● **Dataset rows**
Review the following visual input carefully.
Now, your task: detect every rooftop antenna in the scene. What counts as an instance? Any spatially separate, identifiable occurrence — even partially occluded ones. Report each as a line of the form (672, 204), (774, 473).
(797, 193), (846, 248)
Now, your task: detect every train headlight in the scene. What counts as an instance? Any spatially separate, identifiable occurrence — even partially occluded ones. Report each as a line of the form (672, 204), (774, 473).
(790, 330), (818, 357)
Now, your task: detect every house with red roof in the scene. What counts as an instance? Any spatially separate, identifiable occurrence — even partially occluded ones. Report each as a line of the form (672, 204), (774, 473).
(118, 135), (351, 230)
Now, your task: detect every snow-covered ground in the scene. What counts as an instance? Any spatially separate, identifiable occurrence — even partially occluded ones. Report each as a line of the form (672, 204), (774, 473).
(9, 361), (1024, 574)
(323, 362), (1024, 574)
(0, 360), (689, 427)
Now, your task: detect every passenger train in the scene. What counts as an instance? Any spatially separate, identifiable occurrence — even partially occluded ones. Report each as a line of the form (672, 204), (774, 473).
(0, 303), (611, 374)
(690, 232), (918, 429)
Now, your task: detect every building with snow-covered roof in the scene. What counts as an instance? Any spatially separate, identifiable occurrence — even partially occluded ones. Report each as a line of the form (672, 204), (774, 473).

● **Stated problem**
Reproduce verbatim the material from the line containing "Now, your task: detect every passenger" up to and including its final line.

● **Output**
Now, your task: detect every passenger train in the scene. What counts as an instance? Any spatially separate, identifiable occurrence — even partially occluded ones. Report each as a line of the form (672, 204), (774, 473).
(0, 303), (611, 374)
(690, 232), (918, 429)
Now, your task: detect every building with snow-covered roof in the scene. What counts as an instance? Any spatially separate, identifiable occurrence — even partially occluded ones. Report each as a line of the form (672, 204), (774, 473).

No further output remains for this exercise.